• **EXERCISE BRIEF**
Gather every line in the records below that contains the string "panel", and copy each of those lines in full.

- - -

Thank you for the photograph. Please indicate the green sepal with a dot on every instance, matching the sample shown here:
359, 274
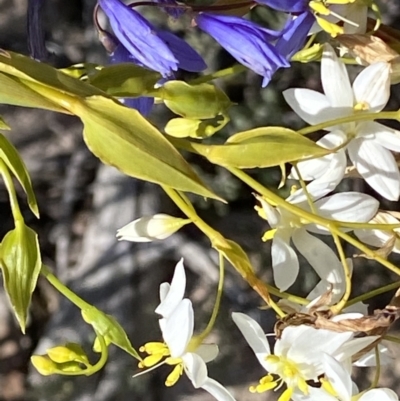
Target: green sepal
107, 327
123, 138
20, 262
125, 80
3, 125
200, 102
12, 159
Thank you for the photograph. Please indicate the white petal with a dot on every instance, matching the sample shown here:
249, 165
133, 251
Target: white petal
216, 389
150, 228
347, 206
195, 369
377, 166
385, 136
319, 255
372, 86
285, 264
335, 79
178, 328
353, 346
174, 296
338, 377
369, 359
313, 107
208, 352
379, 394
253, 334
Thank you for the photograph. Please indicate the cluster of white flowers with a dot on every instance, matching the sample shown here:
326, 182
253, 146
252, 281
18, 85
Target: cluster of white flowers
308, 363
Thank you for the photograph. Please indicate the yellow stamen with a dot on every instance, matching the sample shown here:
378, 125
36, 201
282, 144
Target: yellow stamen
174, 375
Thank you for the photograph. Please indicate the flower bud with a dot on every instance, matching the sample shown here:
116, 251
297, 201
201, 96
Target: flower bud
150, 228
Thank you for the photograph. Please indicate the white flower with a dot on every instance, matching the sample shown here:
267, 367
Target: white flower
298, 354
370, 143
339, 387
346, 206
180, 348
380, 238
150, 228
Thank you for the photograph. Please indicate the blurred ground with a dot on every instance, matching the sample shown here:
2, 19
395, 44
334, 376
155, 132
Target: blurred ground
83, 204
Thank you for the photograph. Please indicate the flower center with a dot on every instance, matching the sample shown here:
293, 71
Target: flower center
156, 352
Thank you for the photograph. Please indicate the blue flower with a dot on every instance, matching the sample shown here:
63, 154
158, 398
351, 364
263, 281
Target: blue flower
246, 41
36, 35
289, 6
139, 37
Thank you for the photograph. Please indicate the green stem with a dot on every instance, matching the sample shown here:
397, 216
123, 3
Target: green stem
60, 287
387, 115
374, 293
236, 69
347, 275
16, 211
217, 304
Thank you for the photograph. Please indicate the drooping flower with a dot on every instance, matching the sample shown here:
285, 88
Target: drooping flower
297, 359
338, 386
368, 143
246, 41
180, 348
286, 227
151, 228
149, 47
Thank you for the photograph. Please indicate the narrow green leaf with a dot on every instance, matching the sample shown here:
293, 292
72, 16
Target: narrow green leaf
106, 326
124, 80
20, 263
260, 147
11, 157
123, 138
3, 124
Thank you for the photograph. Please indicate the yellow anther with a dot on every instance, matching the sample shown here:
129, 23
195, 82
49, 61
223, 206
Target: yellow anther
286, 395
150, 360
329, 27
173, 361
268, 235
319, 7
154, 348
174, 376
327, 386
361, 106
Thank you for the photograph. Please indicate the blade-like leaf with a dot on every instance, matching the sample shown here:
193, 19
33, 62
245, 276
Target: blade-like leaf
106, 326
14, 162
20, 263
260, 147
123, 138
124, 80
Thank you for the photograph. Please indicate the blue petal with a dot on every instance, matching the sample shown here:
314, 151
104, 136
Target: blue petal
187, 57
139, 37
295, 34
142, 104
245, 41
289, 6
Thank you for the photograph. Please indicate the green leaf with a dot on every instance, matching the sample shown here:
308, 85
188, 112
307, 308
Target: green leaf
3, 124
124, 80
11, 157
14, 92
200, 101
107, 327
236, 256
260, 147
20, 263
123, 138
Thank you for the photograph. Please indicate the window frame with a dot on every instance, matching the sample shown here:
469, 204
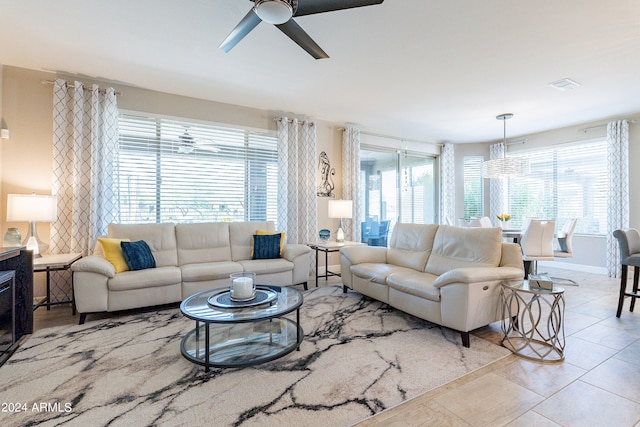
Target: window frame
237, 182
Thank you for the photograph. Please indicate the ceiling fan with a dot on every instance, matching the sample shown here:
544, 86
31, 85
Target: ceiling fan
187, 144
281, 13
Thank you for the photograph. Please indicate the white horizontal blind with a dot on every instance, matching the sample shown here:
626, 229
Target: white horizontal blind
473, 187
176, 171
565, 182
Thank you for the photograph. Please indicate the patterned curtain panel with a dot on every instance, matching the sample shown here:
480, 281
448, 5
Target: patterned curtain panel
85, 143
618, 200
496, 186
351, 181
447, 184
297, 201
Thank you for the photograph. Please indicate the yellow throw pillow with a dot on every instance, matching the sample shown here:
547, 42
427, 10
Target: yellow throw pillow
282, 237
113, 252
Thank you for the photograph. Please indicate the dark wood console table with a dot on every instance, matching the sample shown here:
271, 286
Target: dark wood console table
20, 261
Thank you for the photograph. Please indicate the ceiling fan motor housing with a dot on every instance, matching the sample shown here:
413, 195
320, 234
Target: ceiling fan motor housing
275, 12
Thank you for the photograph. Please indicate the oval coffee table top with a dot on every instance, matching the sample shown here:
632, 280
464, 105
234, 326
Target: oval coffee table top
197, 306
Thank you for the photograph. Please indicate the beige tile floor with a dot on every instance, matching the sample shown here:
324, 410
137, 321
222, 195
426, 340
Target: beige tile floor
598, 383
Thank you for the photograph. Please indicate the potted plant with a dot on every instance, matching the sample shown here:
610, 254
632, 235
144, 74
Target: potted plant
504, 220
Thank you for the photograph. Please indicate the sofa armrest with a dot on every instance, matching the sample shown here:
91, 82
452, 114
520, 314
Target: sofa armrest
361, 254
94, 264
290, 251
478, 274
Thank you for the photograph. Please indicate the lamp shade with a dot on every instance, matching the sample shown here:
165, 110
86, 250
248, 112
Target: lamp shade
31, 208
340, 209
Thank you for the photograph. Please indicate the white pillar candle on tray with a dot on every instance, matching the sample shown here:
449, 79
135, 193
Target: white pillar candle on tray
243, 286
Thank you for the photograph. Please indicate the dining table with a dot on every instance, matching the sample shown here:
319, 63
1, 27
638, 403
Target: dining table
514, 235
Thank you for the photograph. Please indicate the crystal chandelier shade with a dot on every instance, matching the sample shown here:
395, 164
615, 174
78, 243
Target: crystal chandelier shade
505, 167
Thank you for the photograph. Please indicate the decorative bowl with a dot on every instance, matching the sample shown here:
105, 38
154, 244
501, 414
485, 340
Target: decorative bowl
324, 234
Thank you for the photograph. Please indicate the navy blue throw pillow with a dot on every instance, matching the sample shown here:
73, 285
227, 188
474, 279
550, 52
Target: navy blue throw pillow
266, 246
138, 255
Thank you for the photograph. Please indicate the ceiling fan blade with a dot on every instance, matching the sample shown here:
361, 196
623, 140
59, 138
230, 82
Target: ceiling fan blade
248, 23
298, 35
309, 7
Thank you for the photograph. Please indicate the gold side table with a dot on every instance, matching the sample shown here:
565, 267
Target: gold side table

- - -

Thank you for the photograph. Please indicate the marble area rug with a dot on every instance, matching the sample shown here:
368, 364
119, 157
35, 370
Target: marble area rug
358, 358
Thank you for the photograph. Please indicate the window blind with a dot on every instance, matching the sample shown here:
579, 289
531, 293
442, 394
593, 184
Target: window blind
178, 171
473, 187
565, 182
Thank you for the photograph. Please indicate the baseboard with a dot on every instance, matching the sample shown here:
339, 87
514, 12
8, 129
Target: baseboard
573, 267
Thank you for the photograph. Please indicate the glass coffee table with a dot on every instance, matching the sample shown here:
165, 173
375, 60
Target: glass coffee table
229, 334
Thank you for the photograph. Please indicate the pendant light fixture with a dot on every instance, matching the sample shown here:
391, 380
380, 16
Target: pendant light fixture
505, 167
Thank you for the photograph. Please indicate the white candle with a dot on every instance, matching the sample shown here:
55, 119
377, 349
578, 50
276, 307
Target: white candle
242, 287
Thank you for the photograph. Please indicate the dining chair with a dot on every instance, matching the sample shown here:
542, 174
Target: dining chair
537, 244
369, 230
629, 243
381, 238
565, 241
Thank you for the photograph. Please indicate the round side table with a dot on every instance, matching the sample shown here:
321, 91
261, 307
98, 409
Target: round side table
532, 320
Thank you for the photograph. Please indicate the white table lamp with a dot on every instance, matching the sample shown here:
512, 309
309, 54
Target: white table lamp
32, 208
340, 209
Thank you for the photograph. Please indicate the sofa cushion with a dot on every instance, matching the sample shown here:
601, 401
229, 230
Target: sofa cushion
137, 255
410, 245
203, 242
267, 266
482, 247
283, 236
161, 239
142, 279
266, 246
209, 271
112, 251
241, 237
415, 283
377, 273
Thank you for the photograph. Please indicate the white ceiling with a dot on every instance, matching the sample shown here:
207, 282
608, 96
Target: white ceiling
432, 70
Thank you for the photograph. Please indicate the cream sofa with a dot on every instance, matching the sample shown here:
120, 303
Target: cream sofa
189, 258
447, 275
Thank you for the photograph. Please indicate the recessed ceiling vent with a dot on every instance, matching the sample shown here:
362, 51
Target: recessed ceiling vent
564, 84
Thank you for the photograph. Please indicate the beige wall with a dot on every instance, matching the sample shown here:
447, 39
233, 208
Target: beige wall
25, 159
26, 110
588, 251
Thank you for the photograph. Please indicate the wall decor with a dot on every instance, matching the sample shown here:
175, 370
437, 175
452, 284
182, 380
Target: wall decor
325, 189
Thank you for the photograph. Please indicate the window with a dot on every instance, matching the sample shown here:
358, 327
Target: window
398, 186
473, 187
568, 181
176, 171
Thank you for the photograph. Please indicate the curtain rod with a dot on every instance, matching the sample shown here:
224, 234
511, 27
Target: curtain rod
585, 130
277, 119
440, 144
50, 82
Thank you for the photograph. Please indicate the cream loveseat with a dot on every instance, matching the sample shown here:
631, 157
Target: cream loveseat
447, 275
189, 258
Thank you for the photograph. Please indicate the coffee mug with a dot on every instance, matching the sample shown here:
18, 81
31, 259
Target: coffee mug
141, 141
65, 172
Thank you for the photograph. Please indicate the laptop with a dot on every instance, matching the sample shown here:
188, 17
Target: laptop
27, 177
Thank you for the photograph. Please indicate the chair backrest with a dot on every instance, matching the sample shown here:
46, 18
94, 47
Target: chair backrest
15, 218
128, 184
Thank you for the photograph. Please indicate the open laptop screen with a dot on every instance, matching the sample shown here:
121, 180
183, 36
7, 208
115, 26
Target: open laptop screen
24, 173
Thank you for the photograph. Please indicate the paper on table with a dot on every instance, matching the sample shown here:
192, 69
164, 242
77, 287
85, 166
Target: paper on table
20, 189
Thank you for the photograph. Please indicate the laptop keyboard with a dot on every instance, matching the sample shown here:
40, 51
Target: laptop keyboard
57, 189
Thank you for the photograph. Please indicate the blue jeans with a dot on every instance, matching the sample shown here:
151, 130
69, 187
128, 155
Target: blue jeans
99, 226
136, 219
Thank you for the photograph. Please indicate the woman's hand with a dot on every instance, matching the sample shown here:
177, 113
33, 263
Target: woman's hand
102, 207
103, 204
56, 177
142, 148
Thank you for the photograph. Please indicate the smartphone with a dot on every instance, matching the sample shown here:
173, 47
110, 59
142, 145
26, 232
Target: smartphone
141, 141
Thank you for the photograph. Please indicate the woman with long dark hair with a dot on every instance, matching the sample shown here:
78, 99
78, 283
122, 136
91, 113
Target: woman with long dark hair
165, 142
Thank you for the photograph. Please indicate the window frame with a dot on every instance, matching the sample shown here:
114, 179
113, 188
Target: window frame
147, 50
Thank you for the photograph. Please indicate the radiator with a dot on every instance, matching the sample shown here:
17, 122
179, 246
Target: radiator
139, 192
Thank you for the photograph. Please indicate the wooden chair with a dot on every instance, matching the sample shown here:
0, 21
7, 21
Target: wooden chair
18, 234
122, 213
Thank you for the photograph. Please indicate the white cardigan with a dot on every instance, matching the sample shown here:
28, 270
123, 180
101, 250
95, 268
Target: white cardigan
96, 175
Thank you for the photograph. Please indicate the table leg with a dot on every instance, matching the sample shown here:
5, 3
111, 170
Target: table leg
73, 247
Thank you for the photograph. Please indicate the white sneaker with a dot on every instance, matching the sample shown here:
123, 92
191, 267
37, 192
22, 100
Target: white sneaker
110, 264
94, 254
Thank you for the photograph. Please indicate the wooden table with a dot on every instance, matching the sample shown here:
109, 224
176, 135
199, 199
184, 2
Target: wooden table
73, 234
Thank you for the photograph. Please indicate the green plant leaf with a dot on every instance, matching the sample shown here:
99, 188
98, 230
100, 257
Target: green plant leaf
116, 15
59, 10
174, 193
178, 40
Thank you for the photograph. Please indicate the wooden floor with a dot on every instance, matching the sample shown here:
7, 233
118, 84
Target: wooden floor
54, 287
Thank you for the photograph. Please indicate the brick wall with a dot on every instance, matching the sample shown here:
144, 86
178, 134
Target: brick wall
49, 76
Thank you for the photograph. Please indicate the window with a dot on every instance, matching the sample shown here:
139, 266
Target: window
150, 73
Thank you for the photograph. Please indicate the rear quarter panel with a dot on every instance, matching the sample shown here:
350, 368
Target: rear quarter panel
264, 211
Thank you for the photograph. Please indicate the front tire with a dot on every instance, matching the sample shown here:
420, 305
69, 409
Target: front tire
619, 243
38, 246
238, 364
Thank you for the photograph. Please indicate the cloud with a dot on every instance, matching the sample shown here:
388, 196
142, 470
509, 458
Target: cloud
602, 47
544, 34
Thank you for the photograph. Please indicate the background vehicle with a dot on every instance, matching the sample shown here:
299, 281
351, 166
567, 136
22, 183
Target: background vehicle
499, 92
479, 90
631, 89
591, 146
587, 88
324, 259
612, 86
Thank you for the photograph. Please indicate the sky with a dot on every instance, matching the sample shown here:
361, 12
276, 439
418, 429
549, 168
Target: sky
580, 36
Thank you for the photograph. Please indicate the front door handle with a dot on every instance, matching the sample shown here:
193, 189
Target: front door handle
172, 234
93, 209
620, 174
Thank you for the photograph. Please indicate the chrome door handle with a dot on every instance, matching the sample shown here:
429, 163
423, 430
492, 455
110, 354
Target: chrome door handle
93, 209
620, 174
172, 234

- - -

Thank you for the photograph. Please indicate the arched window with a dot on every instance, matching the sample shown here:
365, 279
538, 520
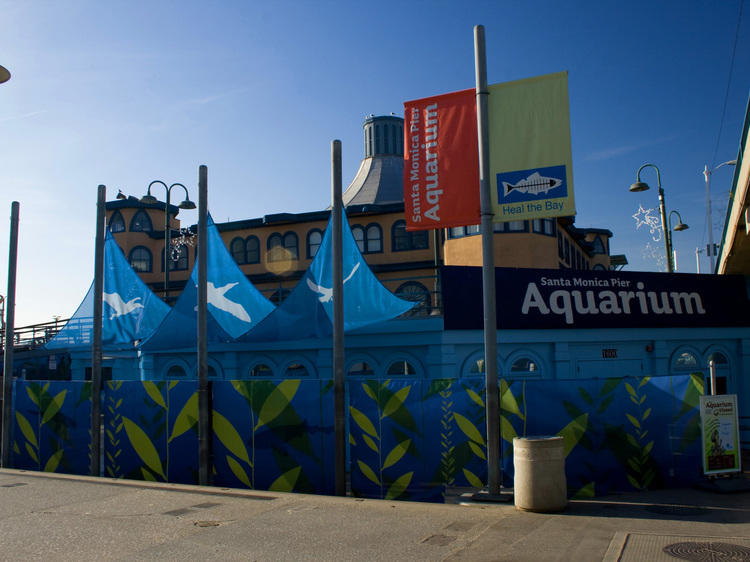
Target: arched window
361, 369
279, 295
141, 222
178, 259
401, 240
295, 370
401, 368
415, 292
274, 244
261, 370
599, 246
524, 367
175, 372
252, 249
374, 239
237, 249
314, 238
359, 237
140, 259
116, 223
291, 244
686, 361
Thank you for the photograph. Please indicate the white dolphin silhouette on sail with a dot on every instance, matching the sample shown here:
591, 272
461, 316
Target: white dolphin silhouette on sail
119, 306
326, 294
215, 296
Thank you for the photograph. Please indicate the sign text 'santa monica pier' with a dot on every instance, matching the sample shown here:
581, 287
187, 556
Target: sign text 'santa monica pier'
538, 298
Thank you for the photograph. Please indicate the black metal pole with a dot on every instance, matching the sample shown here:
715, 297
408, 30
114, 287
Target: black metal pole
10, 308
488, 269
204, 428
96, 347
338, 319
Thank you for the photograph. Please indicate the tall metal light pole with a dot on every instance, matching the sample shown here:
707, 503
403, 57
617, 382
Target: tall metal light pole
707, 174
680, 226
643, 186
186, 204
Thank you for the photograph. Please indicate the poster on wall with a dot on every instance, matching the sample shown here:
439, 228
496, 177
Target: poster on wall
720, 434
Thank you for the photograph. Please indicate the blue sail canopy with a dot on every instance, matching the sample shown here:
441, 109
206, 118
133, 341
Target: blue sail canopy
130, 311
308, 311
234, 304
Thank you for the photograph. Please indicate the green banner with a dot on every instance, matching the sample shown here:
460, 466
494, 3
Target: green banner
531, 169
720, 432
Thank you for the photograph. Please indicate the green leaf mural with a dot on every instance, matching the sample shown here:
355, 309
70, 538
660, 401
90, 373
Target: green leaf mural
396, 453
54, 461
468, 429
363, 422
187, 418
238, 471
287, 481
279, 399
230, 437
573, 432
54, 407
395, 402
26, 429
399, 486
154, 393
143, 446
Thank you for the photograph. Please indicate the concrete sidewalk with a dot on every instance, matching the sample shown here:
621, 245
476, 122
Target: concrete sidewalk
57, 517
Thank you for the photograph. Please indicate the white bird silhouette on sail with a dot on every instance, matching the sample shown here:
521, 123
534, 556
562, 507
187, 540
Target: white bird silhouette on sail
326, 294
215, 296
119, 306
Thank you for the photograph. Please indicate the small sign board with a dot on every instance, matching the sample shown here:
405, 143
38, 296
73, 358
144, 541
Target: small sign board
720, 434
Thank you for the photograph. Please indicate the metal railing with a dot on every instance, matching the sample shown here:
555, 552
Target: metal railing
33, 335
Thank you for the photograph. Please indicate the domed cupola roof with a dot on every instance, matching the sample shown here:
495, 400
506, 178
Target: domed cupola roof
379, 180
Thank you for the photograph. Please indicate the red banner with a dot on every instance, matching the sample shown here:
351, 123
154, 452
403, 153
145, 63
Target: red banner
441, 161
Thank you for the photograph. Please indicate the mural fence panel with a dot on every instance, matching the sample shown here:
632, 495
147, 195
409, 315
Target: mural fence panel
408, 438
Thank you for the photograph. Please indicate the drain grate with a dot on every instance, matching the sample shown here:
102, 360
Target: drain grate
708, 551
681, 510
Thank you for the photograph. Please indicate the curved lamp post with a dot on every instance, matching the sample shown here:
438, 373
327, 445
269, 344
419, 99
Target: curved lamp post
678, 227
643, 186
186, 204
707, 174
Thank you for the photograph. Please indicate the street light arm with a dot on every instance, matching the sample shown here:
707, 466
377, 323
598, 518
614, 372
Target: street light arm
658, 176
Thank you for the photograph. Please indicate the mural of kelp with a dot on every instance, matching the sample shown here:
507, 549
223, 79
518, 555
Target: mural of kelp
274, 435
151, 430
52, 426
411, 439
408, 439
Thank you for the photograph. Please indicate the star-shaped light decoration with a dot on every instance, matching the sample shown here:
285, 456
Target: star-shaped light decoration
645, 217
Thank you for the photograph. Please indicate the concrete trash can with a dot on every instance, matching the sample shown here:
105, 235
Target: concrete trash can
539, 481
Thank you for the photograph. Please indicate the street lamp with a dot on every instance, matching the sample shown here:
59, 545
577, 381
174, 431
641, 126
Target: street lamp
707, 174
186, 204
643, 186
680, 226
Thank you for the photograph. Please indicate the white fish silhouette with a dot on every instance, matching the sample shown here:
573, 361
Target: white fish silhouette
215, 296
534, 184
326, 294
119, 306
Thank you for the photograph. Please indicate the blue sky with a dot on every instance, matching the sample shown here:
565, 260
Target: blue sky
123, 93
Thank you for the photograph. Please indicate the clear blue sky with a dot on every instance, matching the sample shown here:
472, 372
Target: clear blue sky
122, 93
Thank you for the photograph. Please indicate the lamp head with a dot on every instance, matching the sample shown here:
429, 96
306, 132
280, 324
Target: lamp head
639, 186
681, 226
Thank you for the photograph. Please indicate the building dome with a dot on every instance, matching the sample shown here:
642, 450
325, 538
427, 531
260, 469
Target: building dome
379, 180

- - -

• **EXPECTED ANSWER**
Thank you for the photograph. Please indicate the patterned curtain panel with a dot on every instance, matching the sample shown here:
Target: patterned curtain panel
Thank you for the photograph. Please indicate the rear quarter panel with a dot on every instance, matching the sample shown here:
Target: rear quarter panel
Thank you for the photograph. Please indicate the mural fence panel with a dot on every instance, matching the sample shown here:
Target: mural fence panel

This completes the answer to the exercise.